**INSTRUCTIONS FOR THE TASK**
Drop every picture. Then return, exactly, the lines from the beginning of the listing below through the one containing "column 383, row 217".
== == ==
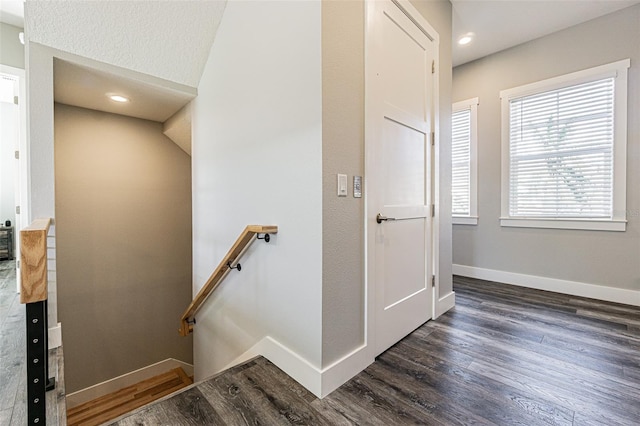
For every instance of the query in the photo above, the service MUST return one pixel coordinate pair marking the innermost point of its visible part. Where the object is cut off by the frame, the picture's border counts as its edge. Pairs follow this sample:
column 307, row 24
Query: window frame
column 472, row 106
column 619, row 71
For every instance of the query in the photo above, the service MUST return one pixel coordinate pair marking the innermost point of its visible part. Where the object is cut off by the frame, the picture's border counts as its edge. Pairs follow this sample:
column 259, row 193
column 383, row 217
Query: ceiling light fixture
column 118, row 98
column 466, row 39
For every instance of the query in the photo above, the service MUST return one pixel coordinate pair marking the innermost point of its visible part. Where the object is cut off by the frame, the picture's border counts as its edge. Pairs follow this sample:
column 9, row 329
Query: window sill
column 616, row 225
column 464, row 220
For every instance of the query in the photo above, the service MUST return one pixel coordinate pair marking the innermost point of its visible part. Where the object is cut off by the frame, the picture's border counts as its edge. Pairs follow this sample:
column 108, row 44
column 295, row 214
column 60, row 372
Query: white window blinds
column 461, row 163
column 561, row 152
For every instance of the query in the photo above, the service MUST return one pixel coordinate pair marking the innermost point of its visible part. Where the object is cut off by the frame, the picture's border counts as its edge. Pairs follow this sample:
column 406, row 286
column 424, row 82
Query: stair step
column 120, row 402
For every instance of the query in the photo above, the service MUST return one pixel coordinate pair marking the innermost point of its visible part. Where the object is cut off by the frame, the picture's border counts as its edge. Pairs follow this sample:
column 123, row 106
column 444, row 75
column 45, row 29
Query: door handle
column 380, row 218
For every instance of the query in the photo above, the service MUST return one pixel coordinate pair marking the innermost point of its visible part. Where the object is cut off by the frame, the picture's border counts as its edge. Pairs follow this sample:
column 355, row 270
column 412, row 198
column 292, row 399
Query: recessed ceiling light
column 466, row 39
column 118, row 98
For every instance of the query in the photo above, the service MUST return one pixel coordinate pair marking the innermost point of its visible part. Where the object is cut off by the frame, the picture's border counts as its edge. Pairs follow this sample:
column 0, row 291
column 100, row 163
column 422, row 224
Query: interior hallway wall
column 257, row 159
column 594, row 257
column 123, row 216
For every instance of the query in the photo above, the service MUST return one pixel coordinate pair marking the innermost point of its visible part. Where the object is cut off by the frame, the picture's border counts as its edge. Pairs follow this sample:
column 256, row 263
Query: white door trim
column 424, row 25
column 23, row 218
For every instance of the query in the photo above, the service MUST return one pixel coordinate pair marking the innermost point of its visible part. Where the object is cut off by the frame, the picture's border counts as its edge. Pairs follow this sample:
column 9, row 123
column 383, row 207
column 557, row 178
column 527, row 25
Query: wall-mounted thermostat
column 342, row 185
column 357, row 187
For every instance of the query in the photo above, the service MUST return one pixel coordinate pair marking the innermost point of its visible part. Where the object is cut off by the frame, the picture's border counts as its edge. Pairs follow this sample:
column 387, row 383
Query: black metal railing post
column 38, row 381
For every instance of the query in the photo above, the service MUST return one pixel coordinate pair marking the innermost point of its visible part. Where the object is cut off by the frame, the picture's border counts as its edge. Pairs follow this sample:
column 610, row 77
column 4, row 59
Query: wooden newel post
column 33, row 293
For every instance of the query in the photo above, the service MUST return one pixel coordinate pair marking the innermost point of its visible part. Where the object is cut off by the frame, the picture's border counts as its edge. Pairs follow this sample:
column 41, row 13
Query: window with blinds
column 461, row 163
column 561, row 138
column 464, row 162
column 561, row 145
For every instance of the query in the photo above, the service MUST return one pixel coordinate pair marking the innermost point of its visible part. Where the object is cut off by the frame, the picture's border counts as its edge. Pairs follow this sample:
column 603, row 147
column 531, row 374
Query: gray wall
column 596, row 257
column 11, row 50
column 123, row 215
column 343, row 152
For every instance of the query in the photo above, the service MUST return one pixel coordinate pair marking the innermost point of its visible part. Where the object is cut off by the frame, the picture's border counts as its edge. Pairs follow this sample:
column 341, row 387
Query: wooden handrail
column 33, row 261
column 238, row 248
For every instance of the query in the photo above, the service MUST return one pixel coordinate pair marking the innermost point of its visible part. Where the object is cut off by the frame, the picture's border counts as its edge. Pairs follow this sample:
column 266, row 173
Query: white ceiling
column 500, row 24
column 12, row 12
column 497, row 24
column 87, row 87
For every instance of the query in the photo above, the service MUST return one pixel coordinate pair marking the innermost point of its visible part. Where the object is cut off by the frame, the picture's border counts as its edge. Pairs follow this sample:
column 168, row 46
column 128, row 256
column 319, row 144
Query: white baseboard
column 336, row 374
column 444, row 304
column 320, row 382
column 573, row 288
column 54, row 336
column 96, row 391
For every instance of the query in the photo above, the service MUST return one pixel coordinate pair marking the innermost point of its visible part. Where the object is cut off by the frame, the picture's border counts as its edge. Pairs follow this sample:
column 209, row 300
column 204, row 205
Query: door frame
column 370, row 209
column 21, row 175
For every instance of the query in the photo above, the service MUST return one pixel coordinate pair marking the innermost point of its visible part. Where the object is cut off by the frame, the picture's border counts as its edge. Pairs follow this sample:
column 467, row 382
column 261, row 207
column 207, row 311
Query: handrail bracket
column 231, row 258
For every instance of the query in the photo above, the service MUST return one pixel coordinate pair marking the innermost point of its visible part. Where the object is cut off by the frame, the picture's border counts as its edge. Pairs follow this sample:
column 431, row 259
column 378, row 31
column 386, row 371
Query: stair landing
column 115, row 404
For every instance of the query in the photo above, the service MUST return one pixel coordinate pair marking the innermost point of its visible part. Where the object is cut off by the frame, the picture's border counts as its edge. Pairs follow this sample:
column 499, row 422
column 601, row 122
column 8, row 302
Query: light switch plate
column 342, row 185
column 357, row 187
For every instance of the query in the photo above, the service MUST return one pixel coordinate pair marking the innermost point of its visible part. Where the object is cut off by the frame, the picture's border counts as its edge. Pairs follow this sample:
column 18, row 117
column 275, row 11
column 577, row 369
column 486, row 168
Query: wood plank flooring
column 108, row 407
column 504, row 355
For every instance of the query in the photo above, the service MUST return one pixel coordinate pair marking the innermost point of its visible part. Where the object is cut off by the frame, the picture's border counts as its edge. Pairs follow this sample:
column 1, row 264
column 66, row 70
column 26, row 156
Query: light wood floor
column 503, row 356
column 108, row 407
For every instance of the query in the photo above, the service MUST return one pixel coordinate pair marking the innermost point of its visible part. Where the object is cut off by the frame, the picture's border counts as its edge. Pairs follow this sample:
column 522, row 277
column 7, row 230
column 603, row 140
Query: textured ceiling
column 87, row 87
column 166, row 39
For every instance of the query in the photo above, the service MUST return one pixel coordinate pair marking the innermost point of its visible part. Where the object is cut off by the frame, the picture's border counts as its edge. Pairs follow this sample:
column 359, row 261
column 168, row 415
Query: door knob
column 380, row 218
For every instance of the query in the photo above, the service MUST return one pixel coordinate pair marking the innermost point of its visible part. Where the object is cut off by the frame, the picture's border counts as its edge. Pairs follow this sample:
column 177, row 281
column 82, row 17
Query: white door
column 399, row 118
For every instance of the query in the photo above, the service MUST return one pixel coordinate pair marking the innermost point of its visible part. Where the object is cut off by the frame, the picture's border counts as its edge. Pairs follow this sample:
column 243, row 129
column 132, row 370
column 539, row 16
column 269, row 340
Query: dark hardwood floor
column 504, row 355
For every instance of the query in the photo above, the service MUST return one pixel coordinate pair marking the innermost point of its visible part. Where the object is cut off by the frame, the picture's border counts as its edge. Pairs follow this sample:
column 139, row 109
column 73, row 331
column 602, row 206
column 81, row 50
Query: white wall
column 560, row 259
column 257, row 159
column 9, row 142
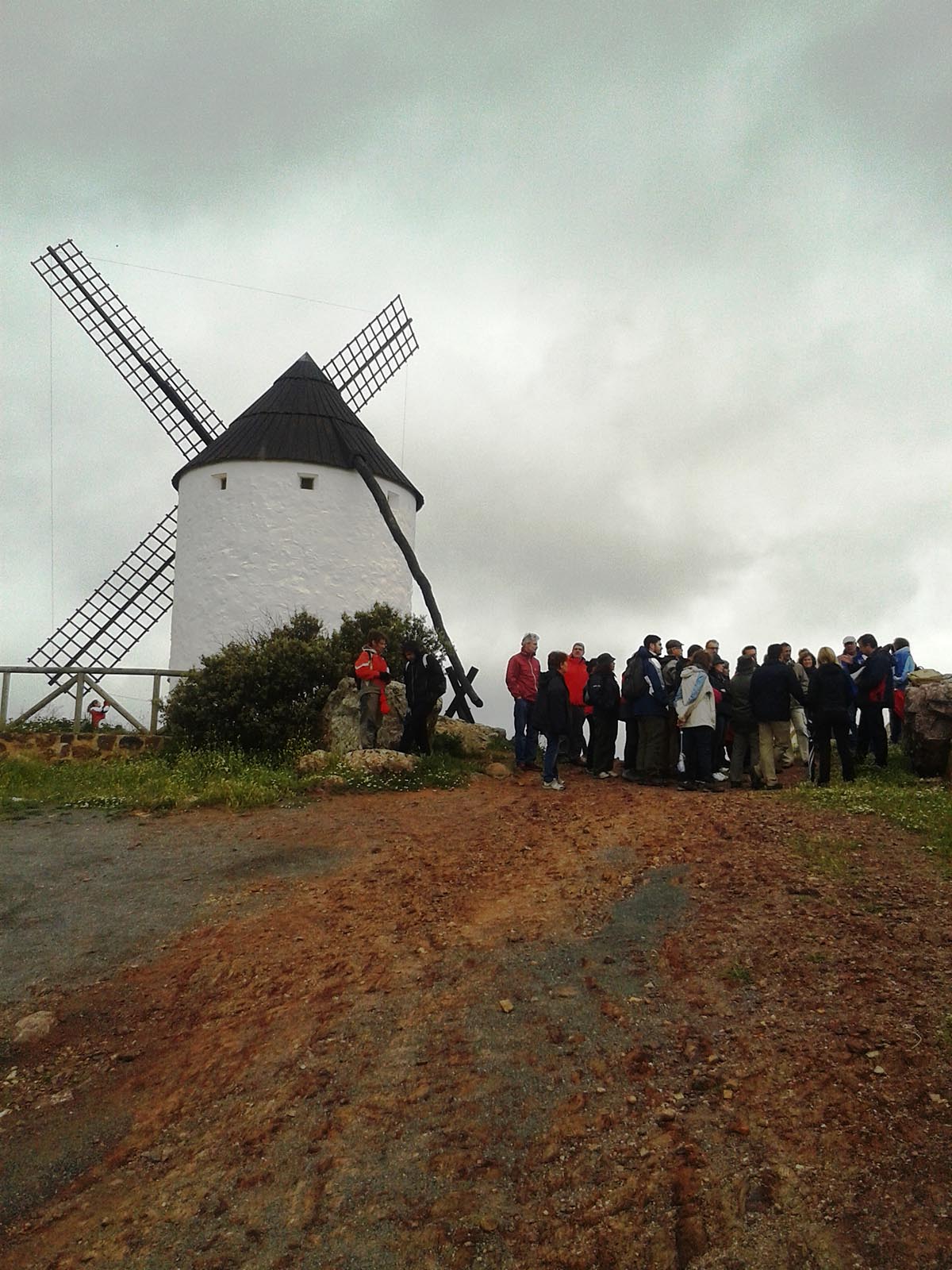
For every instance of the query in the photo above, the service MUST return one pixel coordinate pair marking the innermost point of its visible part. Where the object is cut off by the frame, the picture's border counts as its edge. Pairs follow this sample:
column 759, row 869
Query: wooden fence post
column 78, row 711
column 156, row 702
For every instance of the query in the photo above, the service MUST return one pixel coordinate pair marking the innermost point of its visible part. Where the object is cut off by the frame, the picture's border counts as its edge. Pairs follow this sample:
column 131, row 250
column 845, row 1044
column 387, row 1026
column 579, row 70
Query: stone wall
column 60, row 747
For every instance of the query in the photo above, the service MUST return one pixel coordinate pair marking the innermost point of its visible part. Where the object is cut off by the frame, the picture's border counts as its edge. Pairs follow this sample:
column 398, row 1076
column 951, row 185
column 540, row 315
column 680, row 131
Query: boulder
column 927, row 729
column 33, row 1026
column 475, row 738
column 380, row 761
column 314, row 762
column 342, row 717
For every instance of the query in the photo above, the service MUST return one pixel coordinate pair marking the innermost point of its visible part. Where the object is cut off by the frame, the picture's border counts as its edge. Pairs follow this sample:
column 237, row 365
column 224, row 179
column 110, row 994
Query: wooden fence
column 79, row 681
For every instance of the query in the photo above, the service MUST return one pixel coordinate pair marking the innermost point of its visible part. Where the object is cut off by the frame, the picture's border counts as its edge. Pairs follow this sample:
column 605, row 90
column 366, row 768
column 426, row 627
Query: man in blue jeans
column 522, row 679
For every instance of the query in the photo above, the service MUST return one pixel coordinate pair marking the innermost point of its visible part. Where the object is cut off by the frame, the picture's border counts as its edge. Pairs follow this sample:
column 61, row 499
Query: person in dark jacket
column 672, row 666
column 425, row 683
column 651, row 709
column 605, row 698
column 746, row 747
column 551, row 715
column 873, row 683
column 626, row 715
column 828, row 700
column 720, row 683
column 771, row 691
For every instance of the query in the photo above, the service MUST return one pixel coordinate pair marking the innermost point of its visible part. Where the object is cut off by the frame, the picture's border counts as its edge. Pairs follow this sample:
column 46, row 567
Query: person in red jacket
column 374, row 676
column 522, row 679
column 577, row 676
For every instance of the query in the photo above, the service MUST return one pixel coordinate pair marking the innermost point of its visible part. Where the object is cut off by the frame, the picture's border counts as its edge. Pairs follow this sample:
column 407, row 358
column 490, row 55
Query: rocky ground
column 503, row 1028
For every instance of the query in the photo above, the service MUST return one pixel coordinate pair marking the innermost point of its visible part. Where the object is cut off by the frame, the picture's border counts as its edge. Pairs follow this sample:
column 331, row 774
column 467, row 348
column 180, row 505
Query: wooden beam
column 380, row 498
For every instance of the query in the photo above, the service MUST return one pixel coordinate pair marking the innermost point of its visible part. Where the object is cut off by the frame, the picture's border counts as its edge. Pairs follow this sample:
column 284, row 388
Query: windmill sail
column 139, row 592
column 374, row 356
column 154, row 378
column 122, row 609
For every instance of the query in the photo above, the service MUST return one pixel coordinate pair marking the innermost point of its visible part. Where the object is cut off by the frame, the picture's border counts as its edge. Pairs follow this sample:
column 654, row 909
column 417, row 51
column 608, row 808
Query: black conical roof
column 301, row 418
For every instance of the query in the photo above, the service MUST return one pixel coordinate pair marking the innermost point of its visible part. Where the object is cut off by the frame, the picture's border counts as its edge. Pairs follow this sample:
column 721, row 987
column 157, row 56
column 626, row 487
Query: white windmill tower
column 273, row 518
column 304, row 429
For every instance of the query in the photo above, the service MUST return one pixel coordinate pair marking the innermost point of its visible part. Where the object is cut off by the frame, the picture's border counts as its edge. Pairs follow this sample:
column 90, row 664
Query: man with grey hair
column 522, row 679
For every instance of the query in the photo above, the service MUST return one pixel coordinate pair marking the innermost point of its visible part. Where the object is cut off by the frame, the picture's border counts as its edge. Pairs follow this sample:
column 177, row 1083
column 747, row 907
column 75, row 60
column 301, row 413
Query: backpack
column 634, row 681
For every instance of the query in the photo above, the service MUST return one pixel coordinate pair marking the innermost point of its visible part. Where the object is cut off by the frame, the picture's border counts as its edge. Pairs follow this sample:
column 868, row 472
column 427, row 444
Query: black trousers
column 697, row 753
column 651, row 747
column 605, row 734
column 871, row 734
column 630, row 753
column 823, row 729
column 577, row 741
column 416, row 738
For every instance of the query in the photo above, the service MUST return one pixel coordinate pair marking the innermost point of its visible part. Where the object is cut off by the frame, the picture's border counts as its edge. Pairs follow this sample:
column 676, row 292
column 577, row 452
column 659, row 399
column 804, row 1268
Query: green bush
column 266, row 695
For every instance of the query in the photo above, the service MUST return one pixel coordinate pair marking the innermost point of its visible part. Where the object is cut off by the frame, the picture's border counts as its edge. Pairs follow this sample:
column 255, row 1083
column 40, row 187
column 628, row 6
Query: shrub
column 264, row 695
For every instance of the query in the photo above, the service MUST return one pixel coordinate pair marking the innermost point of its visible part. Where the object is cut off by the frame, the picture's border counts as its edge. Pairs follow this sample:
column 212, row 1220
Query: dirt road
column 486, row 1028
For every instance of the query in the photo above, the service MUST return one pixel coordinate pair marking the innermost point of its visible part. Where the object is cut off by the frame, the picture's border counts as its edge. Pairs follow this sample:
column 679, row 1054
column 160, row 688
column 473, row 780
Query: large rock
column 342, row 718
column 33, row 1026
column 475, row 738
column 927, row 730
column 380, row 761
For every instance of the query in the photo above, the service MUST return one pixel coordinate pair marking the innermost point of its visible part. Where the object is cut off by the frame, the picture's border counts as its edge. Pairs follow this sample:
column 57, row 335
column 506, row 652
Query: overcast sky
column 679, row 273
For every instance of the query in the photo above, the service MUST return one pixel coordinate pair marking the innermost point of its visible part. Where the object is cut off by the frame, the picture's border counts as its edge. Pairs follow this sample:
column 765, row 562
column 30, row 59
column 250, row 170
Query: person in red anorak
column 577, row 676
column 374, row 676
column 522, row 679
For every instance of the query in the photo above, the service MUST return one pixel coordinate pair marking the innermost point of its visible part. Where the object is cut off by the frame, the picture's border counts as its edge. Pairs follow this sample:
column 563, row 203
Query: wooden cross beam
column 459, row 705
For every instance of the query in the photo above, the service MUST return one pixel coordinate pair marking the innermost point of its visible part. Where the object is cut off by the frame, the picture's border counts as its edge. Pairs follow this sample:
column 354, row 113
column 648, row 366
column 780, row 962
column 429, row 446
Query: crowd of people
column 689, row 719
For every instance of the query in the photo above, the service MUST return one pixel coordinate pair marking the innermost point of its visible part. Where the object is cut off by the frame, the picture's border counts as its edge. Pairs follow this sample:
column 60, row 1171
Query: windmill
column 140, row 590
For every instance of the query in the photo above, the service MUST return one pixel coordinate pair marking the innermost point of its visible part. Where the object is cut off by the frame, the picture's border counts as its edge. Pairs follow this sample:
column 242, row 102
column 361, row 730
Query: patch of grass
column 739, row 973
column 444, row 772
column 152, row 783
column 898, row 795
column 60, row 723
column 827, row 852
column 197, row 778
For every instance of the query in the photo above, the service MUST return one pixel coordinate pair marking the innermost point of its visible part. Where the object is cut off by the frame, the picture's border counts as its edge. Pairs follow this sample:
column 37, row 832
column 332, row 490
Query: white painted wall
column 254, row 552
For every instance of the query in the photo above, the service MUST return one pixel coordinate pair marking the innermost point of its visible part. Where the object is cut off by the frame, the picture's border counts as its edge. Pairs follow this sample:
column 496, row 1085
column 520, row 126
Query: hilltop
column 490, row 1026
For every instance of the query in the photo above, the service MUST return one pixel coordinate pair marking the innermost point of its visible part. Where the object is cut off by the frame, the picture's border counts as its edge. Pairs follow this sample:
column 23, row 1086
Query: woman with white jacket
column 695, row 706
== == ==
**ANSWER SPACE**
For every instance of the query in the photo above, the service MUST return one pixel coordinate pair marking the innermost point of its visible part. Where the object is cut off by the frame, the picture's border counts as its edge. Pairs follow this sample:
column 307, row 24
Query: window frame
column 472, row 106
column 619, row 71
For every instance of the query in the photo above, the service MUST return one pixel coordinate pair marking the innermost point of its visible part. Where the object is cut off by the frame, the picture's border counts as its edge. Pairs follow this sample:
column 259, row 193
column 383, row 217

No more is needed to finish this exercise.